## Stored data
____________
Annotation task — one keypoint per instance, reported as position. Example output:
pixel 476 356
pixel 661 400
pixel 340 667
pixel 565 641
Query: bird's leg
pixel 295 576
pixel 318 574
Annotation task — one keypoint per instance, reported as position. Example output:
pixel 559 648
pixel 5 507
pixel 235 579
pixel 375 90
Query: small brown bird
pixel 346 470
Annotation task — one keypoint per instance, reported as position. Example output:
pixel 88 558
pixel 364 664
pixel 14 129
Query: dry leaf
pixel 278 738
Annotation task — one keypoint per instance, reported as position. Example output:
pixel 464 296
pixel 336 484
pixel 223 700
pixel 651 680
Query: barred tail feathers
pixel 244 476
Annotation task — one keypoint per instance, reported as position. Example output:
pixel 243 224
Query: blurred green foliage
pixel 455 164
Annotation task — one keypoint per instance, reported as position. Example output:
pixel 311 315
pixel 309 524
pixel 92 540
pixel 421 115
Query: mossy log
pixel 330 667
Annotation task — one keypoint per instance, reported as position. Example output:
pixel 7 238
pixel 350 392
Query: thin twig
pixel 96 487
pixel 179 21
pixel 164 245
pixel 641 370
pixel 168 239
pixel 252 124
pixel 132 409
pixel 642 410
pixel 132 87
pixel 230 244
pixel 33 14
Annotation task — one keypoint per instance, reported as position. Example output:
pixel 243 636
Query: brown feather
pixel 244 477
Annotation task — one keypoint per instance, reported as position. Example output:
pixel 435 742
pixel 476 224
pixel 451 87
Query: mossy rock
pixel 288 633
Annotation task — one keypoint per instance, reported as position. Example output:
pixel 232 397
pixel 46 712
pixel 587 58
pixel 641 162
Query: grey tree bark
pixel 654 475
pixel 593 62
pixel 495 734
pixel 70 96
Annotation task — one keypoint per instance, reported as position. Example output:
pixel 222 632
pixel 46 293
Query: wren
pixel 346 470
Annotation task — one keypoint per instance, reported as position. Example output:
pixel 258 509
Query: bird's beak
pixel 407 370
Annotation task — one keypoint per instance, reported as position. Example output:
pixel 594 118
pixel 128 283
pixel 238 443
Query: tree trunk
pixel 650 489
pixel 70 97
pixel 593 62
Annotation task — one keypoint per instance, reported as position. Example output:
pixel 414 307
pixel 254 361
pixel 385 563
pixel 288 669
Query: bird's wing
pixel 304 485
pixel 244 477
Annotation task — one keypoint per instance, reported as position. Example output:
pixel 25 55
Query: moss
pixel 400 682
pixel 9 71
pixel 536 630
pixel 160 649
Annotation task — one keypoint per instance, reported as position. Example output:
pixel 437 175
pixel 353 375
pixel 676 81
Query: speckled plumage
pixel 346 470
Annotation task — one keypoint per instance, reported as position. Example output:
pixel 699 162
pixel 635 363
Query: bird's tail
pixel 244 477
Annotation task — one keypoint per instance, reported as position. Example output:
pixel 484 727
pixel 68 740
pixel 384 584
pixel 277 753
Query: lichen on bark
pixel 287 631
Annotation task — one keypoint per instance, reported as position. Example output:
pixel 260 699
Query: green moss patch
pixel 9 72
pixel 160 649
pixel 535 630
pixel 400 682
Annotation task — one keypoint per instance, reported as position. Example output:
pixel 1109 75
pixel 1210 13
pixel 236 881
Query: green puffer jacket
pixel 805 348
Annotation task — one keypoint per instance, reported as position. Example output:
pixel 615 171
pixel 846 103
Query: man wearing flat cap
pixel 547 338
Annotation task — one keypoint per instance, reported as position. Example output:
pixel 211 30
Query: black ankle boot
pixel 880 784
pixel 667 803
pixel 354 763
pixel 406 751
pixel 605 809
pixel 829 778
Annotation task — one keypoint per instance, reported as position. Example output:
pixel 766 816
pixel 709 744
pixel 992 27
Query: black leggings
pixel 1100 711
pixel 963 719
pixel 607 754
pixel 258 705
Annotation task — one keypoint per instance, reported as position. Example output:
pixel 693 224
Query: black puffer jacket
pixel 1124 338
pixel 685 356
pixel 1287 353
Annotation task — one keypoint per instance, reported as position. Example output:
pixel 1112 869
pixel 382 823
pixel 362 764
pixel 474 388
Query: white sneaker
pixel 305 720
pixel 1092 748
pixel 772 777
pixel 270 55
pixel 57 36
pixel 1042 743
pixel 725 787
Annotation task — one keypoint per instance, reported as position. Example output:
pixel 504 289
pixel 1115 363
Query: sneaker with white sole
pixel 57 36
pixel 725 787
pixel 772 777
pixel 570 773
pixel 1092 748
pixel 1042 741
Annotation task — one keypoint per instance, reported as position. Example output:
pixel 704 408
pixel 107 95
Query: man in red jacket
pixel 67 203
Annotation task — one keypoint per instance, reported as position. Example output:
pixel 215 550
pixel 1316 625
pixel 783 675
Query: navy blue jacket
____________
## Short problem
Return all of the entries above unchanged, reproducing every line in its original order.

## Solution
Annotation task — one keypoint per instance, reported as position. Example output:
pixel 476 356
pixel 661 400
pixel 340 667
pixel 565 641
Query: bird's leg
pixel 295 576
pixel 318 574
Annotation task — one keypoint per instance, reported as position. Example output:
pixel 559 648
pixel 5 507
pixel 235 579
pixel 375 90
Query: small brown bird
pixel 346 470
Annotation task — one keypoint per instance, reported as position. Example output:
pixel 88 558
pixel 364 664
pixel 14 129
Query: dry leaf
pixel 278 738
Annotation task — one keypoint per instance, reported as position. Example output:
pixel 464 296
pixel 336 484
pixel 223 700
pixel 651 680
Query: barred tail feathers
pixel 244 476
Annotation task — one keypoint per instance, reported as position. Example output:
pixel 243 224
Query: blurred green foliage
pixel 455 164
Annotation task — one keypoint per instance, reported as position. Example output:
pixel 311 315
pixel 309 524
pixel 92 540
pixel 421 115
Query: mossy log
pixel 330 667
Annotation task — one keypoint per instance, reported as position. Example output:
pixel 7 238
pixel 350 392
Query: thin twig
pixel 96 487
pixel 179 21
pixel 164 245
pixel 641 370
pixel 168 239
pixel 252 124
pixel 132 409
pixel 642 410
pixel 132 87
pixel 230 244
pixel 33 14
Annotation task — one keypoint per instance, reported as position. Example output:
pixel 243 636
Query: brown feather
pixel 244 477
Annotation task — one keypoint per instance, reported as position. Example output:
pixel 435 742
pixel 476 224
pixel 451 87
Query: mossy rock
pixel 288 633
Annotation task — one keypoint per instance, reported as position. Example output:
pixel 232 397
pixel 46 712
pixel 587 58
pixel 641 162
Query: grey tree bark
pixel 654 475
pixel 593 62
pixel 495 734
pixel 70 96
Annotation task — one keypoint per instance, reported as position. Example output:
pixel 222 632
pixel 46 293
Query: wren
pixel 346 470
Annotation task — one keypoint per instance, reported as position. Example output:
pixel 258 509
Query: bird's beak
pixel 407 370
Annotation task — one keypoint per instance, reported as position. Example output:
pixel 594 118
pixel 128 283
pixel 238 443
Query: tree trunk
pixel 650 489
pixel 70 97
pixel 593 62
Annotation task — one keypoint per instance, reported as position. Example output:
pixel 414 307
pixel 254 361
pixel 385 563
pixel 288 669
Query: bird's wing
pixel 304 485
pixel 244 477
Annotation task — one keypoint per instance, reported as position. Example output:
pixel 25 55
Query: moss
pixel 400 682
pixel 9 71
pixel 536 630
pixel 160 649
Annotation task — one keypoint per instance, reported as position. Example output:
pixel 437 175
pixel 353 375
pixel 676 81
Query: speckled plumage
pixel 346 470
Annotation task — one keypoint per instance, reported as position. Example output:
pixel 699 162
pixel 635 363
Query: bird's tail
pixel 244 477
Annotation task — one keypoint per instance, reported as position. Example output:
pixel 484 727
pixel 68 740
pixel 384 584
pixel 277 753
Query: lichen on bark
pixel 287 631
Annotation task — one keypoint per instance, reported as position. Example output:
pixel 260 699
Query: green moss patch
pixel 9 72
pixel 160 649
pixel 535 630
pixel 400 682
Annotation task — one keypoint per instance, reported as position. Example output:
pixel 1109 75
pixel 1210 13
pixel 236 881
Query: green puffer jacket
pixel 805 348
Annotation task — one keypoint per instance, reported as position. Example output:
pixel 615 171
pixel 846 103
Query: man wearing flat cap
pixel 547 338
Annotation task — one keypoint per instance, reported as position. Example output:
pixel 211 30
Query: black ankle boot
pixel 880 784
pixel 667 803
pixel 354 763
pixel 406 751
pixel 605 809
pixel 829 778
Annotation task — one keypoint per instance, reported as position. Example output:
pixel 766 816
pixel 709 744
pixel 992 27
Query: black leggings
pixel 1100 711
pixel 963 719
pixel 607 754
pixel 258 705
Annotation task — one keypoint per instance, reported as position. Example output:
pixel 693 224
Query: black puffer jacket
pixel 1124 338
pixel 685 356
pixel 1287 353
Annotation task — one keypoint per instance, reported as position. Example output:
pixel 1112 869
pixel 382 823
pixel 362 764
pixel 474 388
Query: white sneaker
pixel 305 720
pixel 1092 748
pixel 772 777
pixel 270 55
pixel 57 36
pixel 1042 743
pixel 725 787
Annotation task — one keypoint per instance, reported as position. Example output:
pixel 504 289
pixel 1115 363
Query: sneaker with white sole
pixel 57 36
pixel 725 787
pixel 772 777
pixel 570 773
pixel 1092 748
pixel 1042 741
Annotation task — one keypoint per instance, reported as position. Example output:
pixel 704 408
pixel 107 95
Query: man in red jacket
pixel 67 203
Annotation task — one keypoint per instance, reported as position. Example output:
pixel 215 550
pixel 1316 625
pixel 783 675
Query: navy blue jacket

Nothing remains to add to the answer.